▸ **Objective**
Identify every line in the records below that contains the word "leaf" and copy each of those lines.

++++ Data to process

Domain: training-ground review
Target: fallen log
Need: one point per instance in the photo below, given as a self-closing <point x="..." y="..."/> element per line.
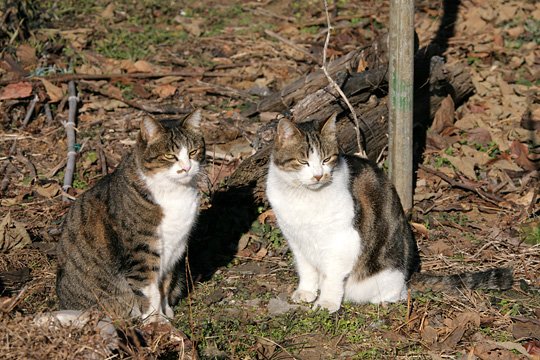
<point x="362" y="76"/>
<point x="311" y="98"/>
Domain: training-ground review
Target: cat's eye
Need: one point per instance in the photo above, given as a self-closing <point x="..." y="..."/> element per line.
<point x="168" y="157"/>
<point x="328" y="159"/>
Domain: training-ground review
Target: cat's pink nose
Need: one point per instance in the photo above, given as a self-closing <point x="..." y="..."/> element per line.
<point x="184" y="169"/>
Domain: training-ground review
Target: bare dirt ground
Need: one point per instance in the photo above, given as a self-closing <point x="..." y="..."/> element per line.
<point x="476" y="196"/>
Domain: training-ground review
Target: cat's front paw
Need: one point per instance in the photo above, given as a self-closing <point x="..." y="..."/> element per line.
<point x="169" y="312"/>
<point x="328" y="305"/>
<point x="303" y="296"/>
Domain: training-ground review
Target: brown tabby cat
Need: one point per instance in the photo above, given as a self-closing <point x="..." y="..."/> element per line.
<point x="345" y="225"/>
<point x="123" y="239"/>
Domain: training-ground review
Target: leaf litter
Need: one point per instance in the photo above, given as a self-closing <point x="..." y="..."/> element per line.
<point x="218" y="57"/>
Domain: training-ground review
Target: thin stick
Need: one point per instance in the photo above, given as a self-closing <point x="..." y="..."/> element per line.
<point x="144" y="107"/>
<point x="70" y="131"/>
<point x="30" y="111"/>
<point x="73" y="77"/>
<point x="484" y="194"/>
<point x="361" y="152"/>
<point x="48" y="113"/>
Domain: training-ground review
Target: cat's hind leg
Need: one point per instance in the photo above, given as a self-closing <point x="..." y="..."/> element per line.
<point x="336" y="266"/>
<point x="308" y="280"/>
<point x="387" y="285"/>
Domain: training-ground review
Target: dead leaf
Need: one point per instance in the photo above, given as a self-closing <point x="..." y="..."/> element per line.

++++++++
++++ Data to process

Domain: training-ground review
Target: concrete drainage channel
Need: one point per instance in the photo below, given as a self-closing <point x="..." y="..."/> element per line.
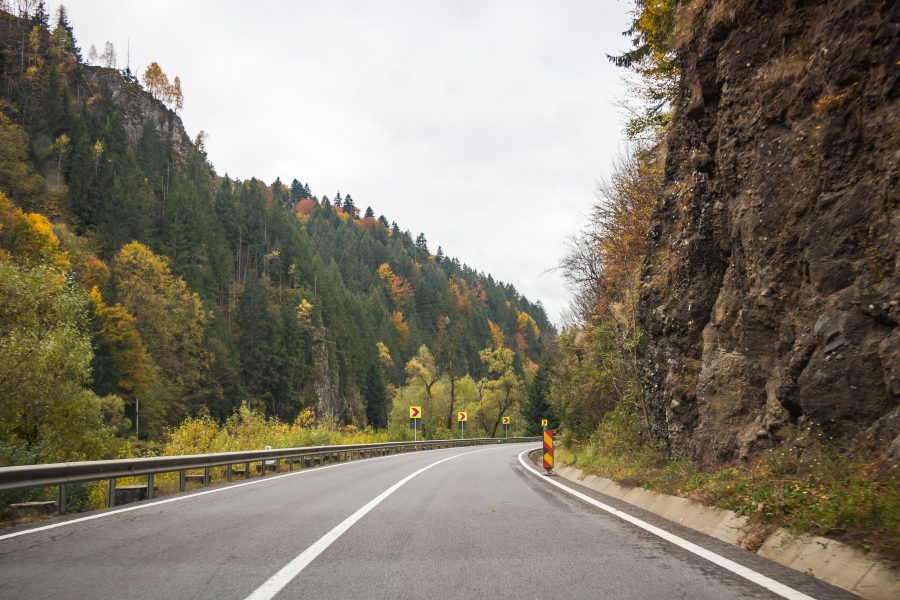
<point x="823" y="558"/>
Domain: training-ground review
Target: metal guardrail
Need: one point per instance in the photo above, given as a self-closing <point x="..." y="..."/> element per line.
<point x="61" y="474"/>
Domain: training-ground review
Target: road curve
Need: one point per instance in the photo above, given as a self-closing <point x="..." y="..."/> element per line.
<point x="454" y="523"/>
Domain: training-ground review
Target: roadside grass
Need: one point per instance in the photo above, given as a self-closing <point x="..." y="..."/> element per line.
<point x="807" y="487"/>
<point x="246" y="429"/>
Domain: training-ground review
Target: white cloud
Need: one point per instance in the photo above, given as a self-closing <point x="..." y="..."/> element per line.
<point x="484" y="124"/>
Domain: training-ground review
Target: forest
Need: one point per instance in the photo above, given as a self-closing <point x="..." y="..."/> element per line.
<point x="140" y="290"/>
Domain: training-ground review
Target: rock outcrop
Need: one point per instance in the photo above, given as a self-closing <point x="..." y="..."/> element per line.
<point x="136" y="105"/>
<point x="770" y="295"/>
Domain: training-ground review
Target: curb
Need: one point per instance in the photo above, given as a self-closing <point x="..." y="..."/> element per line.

++++++++
++++ Data to process

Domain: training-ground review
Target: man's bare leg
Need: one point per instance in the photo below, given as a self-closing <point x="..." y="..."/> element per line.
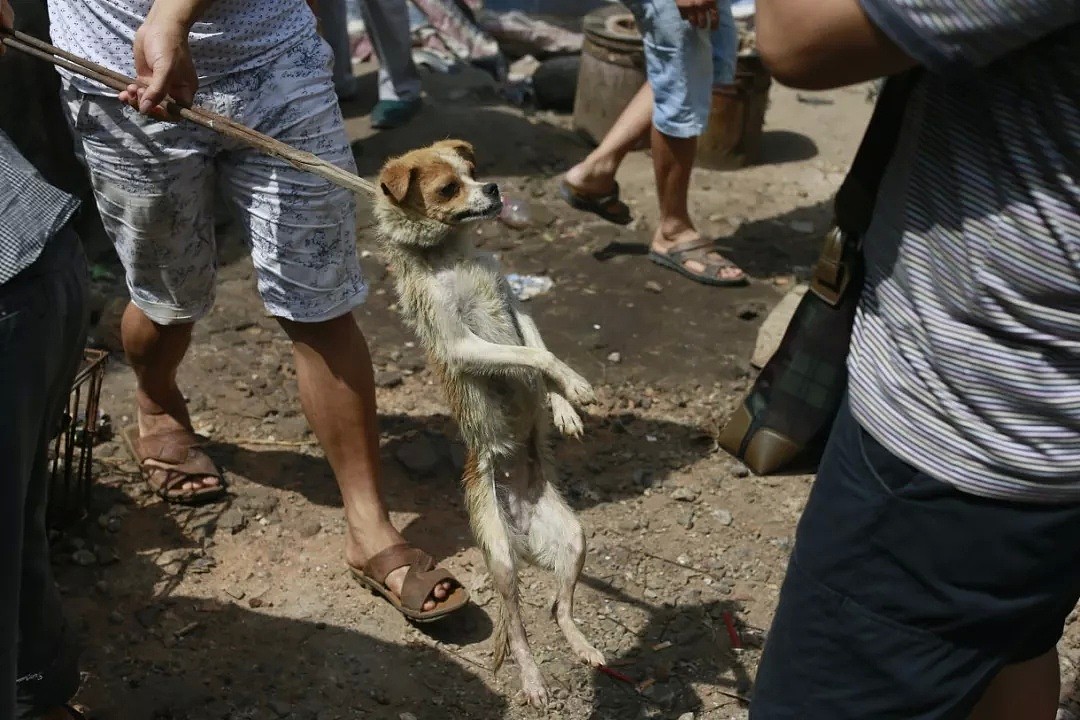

++++++++

▸ **Worked answer**
Target: leaf litter
Target: dead leaf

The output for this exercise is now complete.